Given task: Transcribe the lines below verbatim, skipping the images.

Data items
* BEGIN *

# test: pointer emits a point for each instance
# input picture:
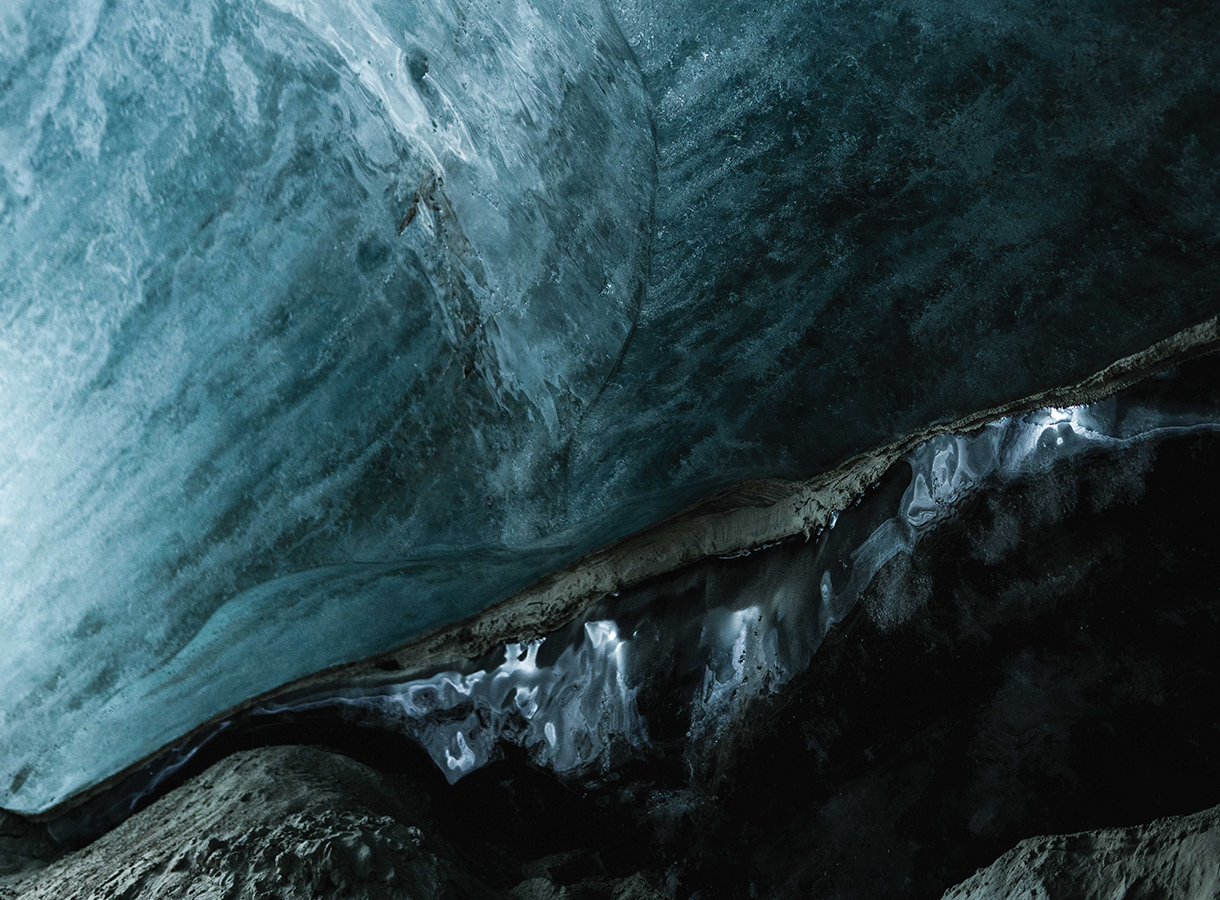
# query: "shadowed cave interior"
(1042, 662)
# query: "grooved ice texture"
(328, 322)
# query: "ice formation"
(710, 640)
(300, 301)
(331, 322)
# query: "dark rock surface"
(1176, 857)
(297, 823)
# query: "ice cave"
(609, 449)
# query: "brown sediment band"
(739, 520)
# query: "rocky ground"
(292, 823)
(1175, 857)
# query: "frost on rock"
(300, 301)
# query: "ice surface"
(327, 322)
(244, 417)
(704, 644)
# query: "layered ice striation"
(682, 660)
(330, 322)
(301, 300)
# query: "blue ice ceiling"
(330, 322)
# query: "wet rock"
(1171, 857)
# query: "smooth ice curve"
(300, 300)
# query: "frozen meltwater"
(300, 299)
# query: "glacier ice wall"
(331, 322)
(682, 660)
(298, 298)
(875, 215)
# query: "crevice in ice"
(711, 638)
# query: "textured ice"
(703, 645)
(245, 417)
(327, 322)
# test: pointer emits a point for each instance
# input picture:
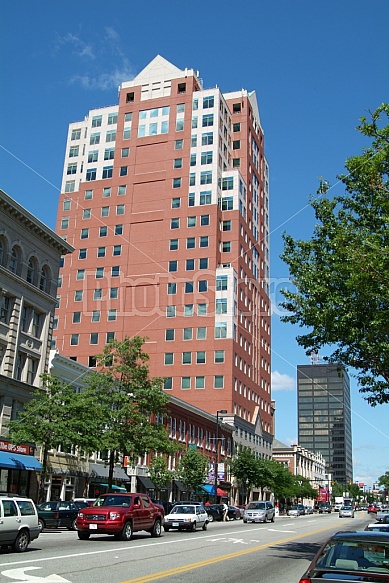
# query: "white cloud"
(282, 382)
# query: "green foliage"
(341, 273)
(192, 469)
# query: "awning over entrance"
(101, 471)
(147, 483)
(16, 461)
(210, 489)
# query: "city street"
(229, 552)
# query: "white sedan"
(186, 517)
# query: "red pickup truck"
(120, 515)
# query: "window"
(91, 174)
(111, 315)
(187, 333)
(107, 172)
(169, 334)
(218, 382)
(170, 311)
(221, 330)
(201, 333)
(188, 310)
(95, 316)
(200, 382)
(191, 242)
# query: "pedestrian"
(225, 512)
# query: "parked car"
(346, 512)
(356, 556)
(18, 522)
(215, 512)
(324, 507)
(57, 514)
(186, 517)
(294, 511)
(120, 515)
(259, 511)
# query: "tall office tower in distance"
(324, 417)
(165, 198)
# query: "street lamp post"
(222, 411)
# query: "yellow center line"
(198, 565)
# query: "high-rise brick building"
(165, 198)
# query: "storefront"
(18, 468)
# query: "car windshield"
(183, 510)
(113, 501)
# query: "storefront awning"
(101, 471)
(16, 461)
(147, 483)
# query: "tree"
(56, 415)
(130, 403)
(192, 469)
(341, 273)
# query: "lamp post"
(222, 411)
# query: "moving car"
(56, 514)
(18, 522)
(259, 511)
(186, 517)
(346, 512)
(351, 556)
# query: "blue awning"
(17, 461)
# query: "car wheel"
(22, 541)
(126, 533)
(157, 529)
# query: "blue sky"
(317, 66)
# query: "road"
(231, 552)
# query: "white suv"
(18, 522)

* END *

Worked answer:
# test: pointer emits a point for each instance
# input picture:
# query: "shadowed cave interior"
(1042, 662)
# query: "grooved ice texture"
(328, 322)
# query: "ice formation"
(710, 640)
(300, 301)
(331, 322)
# query: "dark rock surface"
(1176, 857)
(297, 823)
# query: "ice cave"
(609, 449)
# query: "brown sediment band"
(739, 520)
# query: "rocky ground"
(292, 823)
(1175, 857)
# query: "frost on rock"
(300, 301)
# query: "ice surface"
(327, 322)
(244, 417)
(704, 644)
# query: "layered ice striation"
(682, 660)
(330, 322)
(301, 300)
# query: "blue ice ceiling"
(330, 322)
# query: "wet rock"
(1171, 857)
# query: "smooth ice curve"
(300, 300)
# query: "frozen meltwater"
(300, 299)
# query: "glacier ice wall"
(331, 322)
(682, 660)
(298, 298)
(875, 215)
# query: "crevice in ice"
(711, 638)
# query: "textured ice"
(703, 645)
(245, 417)
(327, 322)
# test: pointer emits a point for each instance
# input picture:
# query: "white cloud"
(282, 382)
# query: "green foliage"
(341, 273)
(192, 469)
# query: "awning over entrance"
(101, 471)
(147, 483)
(16, 461)
(210, 489)
# query: "city street"
(229, 552)
# query: "white sedan"
(186, 517)
# query: "red pickup truck"
(120, 515)
# query: "window"
(91, 174)
(111, 315)
(187, 333)
(107, 172)
(169, 334)
(218, 382)
(170, 311)
(221, 330)
(201, 333)
(188, 310)
(95, 316)
(200, 382)
(191, 242)
# query: "pedestrian"
(225, 512)
# query: "parked car"
(346, 512)
(356, 556)
(18, 522)
(215, 512)
(324, 507)
(57, 514)
(186, 517)
(294, 511)
(120, 515)
(259, 511)
# query: "tall office tower in distance"
(324, 417)
(165, 198)
# query: "street lamp post"
(222, 411)
# query: "yellow center line"
(198, 565)
# query: "high-rise brick building"
(165, 198)
# query: "storefront"
(18, 468)
# query: "car windshield"
(183, 510)
(113, 501)
# query: "storefront awning"
(101, 471)
(16, 461)
(147, 483)
# query: "tree"
(56, 415)
(130, 403)
(192, 469)
(341, 273)
# query: "lamp post"
(222, 411)
# query: "moving car"
(56, 514)
(18, 522)
(259, 511)
(186, 517)
(346, 512)
(351, 556)
# query: "blue awning"
(17, 461)
# query: "car wheel"
(22, 541)
(126, 533)
(157, 529)
# query: "blue sky"
(317, 66)
# query: "road"
(231, 552)
# query: "white suv"
(18, 522)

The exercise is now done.